▶ What the task asks
Print every line of the listing exactly, please.

▶ Information provided
# # #

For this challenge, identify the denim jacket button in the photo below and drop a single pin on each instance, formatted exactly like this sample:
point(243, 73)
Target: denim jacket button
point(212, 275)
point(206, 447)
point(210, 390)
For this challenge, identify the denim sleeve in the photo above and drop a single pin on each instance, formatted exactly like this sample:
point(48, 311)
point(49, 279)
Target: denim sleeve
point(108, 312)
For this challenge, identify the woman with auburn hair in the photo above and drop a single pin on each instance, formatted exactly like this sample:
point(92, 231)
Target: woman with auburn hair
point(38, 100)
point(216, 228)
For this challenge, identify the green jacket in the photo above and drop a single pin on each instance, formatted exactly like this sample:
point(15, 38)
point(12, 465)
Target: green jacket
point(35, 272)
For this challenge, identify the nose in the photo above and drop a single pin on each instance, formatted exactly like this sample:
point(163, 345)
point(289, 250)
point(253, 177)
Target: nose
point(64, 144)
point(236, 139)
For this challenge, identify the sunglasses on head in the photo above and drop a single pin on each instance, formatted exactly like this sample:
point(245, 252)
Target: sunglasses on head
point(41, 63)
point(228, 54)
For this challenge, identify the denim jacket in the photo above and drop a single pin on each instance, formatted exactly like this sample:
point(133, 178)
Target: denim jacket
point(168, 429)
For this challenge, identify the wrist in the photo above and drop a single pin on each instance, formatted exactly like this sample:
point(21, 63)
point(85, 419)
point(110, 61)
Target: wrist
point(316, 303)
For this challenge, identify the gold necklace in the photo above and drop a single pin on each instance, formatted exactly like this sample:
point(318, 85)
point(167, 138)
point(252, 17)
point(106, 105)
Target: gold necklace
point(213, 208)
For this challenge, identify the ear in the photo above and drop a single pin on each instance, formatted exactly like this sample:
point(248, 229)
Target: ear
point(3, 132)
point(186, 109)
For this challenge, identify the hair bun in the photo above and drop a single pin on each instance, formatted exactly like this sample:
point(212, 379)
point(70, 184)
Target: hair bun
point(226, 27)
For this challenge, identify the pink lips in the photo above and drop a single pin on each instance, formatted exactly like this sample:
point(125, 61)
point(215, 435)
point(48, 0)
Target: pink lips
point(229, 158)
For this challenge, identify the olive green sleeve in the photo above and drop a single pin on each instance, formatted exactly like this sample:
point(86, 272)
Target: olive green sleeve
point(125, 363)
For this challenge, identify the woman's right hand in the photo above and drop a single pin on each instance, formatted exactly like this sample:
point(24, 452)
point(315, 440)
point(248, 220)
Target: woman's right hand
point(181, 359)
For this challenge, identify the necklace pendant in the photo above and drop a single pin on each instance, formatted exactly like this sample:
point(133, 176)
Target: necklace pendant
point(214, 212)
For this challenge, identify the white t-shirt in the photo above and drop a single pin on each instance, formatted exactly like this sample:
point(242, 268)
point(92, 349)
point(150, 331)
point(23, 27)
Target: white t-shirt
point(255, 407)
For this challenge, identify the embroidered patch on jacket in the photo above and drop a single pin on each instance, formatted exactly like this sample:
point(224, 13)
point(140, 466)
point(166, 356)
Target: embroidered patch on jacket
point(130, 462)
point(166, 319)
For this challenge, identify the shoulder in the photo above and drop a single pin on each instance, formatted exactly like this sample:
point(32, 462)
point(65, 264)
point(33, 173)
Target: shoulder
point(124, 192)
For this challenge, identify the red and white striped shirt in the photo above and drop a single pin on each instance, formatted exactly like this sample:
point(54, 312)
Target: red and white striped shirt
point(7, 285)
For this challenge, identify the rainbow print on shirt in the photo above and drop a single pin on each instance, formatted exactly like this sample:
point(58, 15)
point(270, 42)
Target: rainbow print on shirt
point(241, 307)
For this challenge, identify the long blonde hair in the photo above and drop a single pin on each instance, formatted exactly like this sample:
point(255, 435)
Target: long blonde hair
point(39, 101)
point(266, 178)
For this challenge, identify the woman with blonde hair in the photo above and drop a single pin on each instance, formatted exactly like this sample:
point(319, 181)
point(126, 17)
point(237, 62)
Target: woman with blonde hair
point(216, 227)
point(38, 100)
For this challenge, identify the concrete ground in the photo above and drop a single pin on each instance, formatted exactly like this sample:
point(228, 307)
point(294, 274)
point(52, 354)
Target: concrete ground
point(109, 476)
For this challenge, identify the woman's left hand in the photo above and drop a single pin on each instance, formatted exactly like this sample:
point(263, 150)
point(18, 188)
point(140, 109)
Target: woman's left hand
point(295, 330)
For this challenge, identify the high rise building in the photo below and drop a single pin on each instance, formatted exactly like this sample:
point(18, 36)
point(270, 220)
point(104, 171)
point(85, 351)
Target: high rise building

# # #

▶ Response area
For this challenge, identify the denim jacket button in the photo below and drop a single pin on each instance, formatted exactly like this sample:
point(243, 73)
Target: denim jacket button
point(212, 275)
point(206, 447)
point(210, 390)
For this challenge, identify the denim sleeve in the photo above and drop a single pin on each instance, formatted exactly like this sample:
point(48, 311)
point(49, 279)
Target: denim sleeve
point(108, 312)
For this challenge, identify the woman with auburn hair in the photo above and drop a single pin on each instance, formatted exactly like this sample:
point(92, 231)
Target: woman with auburn hair
point(38, 100)
point(216, 228)
For this challenge, identify the green jacket in the photo above and drop a single pin on each instance, formatted exactly like this sample:
point(15, 38)
point(12, 465)
Target: green jacket
point(35, 272)
For this challenge, identify the nose in the photo above and drop a single pin on each instance, formatted exactly like this sample:
point(163, 345)
point(289, 250)
point(253, 177)
Target: nose
point(64, 144)
point(236, 139)
For this challenge, identify the sunglasses on head in the photo above and drop a single pin on each instance, formatted exactly like this sample:
point(245, 252)
Target: sunglasses on head
point(41, 63)
point(228, 54)
For this challenge, identify the denim jacket in the photo above and drop a single pin on each instance, formatted exactly like this sample:
point(133, 178)
Target: denim jacket
point(168, 429)
For this challenge, identify the wrist in the photo above and drop a single pin on each instance, formatted exactly like this sample:
point(21, 63)
point(85, 419)
point(110, 61)
Target: wrist
point(316, 303)
For this challenge, identify the gold necklace in the photo above and drop a single pin on each instance, formatted exactly like this sample:
point(318, 85)
point(167, 138)
point(252, 17)
point(106, 105)
Target: gold necklace
point(213, 208)
For this challenge, identify the ear in the photo above and drop a single pin on each instance, formatted exactly like this sample:
point(248, 229)
Target: ear
point(3, 132)
point(186, 109)
For this challenge, identify the hair bun in the photo above and drop a single pin on each instance, formatted exactly like this sample:
point(212, 379)
point(70, 184)
Target: hair bun
point(226, 27)
For this challenge, identify the pink lips in the photo above and drop a single pin on each instance, formatted exactly like this sample:
point(125, 61)
point(215, 435)
point(48, 0)
Target: pink lips
point(229, 158)
For this challenge, identify the olive green sleeve in the photo above and drop a single pin on each instance, formatted exactly like this sample:
point(86, 272)
Target: olive green sleeve
point(125, 363)
For this challenge, identify the woman's right hand in the photo above and drop a single pin on each instance, formatted exactly like this sample:
point(24, 452)
point(315, 440)
point(248, 220)
Target: woman's right hand
point(181, 359)
For this challenge, identify the necklace pendant in the photo above and drop a single pin on each instance, formatted exactly like this sample:
point(133, 176)
Target: necklace pendant
point(214, 212)
For this challenge, identify the white t-shirt in the photo above and drop a single pin on each instance, formatted exactly like this sample:
point(242, 268)
point(92, 349)
point(150, 331)
point(23, 27)
Target: white t-shirt
point(255, 407)
For this challenge, identify the embroidered patch on jacket in the photo above and drop a single pin on each instance, formatted exactly like this sample:
point(224, 13)
point(140, 466)
point(166, 356)
Target: embroidered patch on jacket
point(130, 462)
point(166, 319)
For this challenge, identify the shoulder in the photo above and drop a single pin on each instance, formatted exactly like this sample:
point(32, 462)
point(65, 264)
point(33, 173)
Target: shoulder
point(124, 192)
For this challenge, identify the red and white striped shirt in the photo above and drop a single pin on each instance, formatted exactly like this sample:
point(54, 312)
Target: red and white striped shirt
point(7, 285)
For this challenge, identify the rainbow print on shirt in the photo above and drop a single pin on each instance, formatted exactly like this sample:
point(58, 15)
point(270, 42)
Target: rainbow print on shirt
point(241, 307)
For this challenge, identify the long blonde hair in the photo above and drop a single pin on each instance, formatted exactly like this sample:
point(255, 435)
Target: long blonde hair
point(39, 101)
point(266, 178)
For this challenge, identify the woman with blonde hair in the photo above and drop a single pin on each instance, formatted exactly like this sample:
point(319, 181)
point(126, 17)
point(237, 62)
Target: woman with blonde hair
point(216, 227)
point(38, 100)
For this challenge, identify the concrete ground in the photo above and drop a single pin on each instance, formatted exactly like this sample:
point(228, 307)
point(294, 274)
point(52, 354)
Target: concrete ground
point(109, 476)
For this challenge, identify the woman's left hand in the photo above and drop a single pin on each instance, formatted exactly like this sample:
point(263, 150)
point(18, 188)
point(140, 109)
Target: woman's left hand
point(295, 330)
For this challenge, identify the high rise building in the photo below and drop a single pin on each instance, formatted exactly like this sample:
point(18, 36)
point(270, 220)
point(104, 171)
point(85, 351)
Target: high rise building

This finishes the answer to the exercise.